EXERCISE TEXT:
*-*-*
How accurate is a polygraph?

While the polygraph technique is highly accurate, it is not infallible and errors can occur. According to the American Polygraph Association over 250 studies have been conducted on the accuracy of polygraph testing during the past 25 years. Recent research reveals that the accuracy of the new computerized polygraph stytem is close to 100%.

Most errors occur with inexperienced polygraph examiners. Just as one doctor can look at an x-ray, and not see a problem, while the next, more experienced doctor can, so it goes with polygraph charts.

Occationaly you will hear reports from those who fear the polygraph may not be accurate. The APA answers them with this:

One of the problems in discussing accuracy figures and the differences between the statistics quoted by proponents and opponents of the polygraph technique is the way that the figures are calculated. At the risk of over simplification, critics, who often don't understand polygraph testing, classify inconclusive test results as errors. In the real life setting an inconclusive result simply means that the examiner is unable to render a definite diagnosis. In such cases a second examination is usually conducted at a later date. To illustrate how the inclusion of inconclusive test results can distort accuracy figures, consider the following example: If 10 polygraph examinations are administered and the examiner is correct in 7 decisions, wrong in 1 and has 2 inconclusive test results, we calculate the accuracy rate as 87.5% (8 definitive results, 7 of which were correct.) Critics of the polygraph technique would calculate the accuracy rate in this example as 70%, (10 examinations with 7 correct decisions.) Since those who use polygraph testing do not consider inconclusive test results as negative, and do not hold them against the examinee, to consider them as errors is clearly misleading and certainly skews the figures.
*-*-*
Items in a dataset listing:
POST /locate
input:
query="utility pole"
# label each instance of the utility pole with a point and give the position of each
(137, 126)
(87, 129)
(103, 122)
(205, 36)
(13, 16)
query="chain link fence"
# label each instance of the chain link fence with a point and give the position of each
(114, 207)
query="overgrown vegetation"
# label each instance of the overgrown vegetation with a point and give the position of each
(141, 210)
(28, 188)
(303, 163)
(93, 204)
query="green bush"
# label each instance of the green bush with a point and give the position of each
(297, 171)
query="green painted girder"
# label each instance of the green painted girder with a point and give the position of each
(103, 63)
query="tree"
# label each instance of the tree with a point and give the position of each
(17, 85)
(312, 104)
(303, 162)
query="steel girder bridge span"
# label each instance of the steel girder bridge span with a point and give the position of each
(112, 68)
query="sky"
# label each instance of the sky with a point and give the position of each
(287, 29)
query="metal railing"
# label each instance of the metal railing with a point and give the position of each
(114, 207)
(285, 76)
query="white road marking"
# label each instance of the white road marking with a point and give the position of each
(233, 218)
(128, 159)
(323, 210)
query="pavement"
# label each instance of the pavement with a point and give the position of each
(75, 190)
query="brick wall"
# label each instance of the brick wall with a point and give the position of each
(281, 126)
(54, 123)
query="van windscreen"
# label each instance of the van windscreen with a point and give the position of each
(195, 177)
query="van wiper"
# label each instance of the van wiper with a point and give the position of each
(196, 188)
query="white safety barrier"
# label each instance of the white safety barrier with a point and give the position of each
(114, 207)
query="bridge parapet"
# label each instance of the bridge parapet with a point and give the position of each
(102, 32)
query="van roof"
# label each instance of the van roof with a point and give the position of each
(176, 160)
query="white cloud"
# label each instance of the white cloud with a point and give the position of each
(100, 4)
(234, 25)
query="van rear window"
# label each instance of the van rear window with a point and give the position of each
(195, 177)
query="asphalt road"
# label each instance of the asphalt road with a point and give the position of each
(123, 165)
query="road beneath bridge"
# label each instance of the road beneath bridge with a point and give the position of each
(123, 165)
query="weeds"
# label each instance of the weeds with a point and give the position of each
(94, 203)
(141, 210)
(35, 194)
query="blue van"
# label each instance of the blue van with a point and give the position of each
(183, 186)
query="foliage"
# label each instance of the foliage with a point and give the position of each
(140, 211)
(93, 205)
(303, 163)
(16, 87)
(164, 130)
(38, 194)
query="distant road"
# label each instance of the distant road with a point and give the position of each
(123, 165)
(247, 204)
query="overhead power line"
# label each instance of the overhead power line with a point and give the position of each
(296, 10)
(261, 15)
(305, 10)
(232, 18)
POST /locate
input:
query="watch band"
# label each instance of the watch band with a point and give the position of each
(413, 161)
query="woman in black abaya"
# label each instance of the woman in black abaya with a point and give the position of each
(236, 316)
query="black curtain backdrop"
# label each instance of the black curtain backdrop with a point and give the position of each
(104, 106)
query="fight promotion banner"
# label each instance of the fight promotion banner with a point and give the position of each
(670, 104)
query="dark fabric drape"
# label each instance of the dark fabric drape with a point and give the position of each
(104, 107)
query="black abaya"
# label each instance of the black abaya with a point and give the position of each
*-*-*
WHAT YOU NEED TO DO:
a – Quote the polygraph passage between "While the polygraph" and "with polygraph charts.", inclusive.
b – In the polygraph passage, what does an inconclusive result mean in a real-life setting?

TASK-BY-TASK OUTPUTS:
a –
While the polygraph technique is highly accurate, it is not infallible and errors can occur. According to the American Polygraph Association over 250 studies have been conducted on the accuracy of polygraph testing during the past 25 years. Recent research reveals that the accuracy of the new computerized polygraph stytem is close to 100%.

Most errors occur with inexperienced polygraph examiners. Just as one doctor can look at an x-ray, and not see a problem, while the next, more experienced doctor can, so it goes with polygraph charts.

b – It means the examiner is unable to render a definite diagnosis.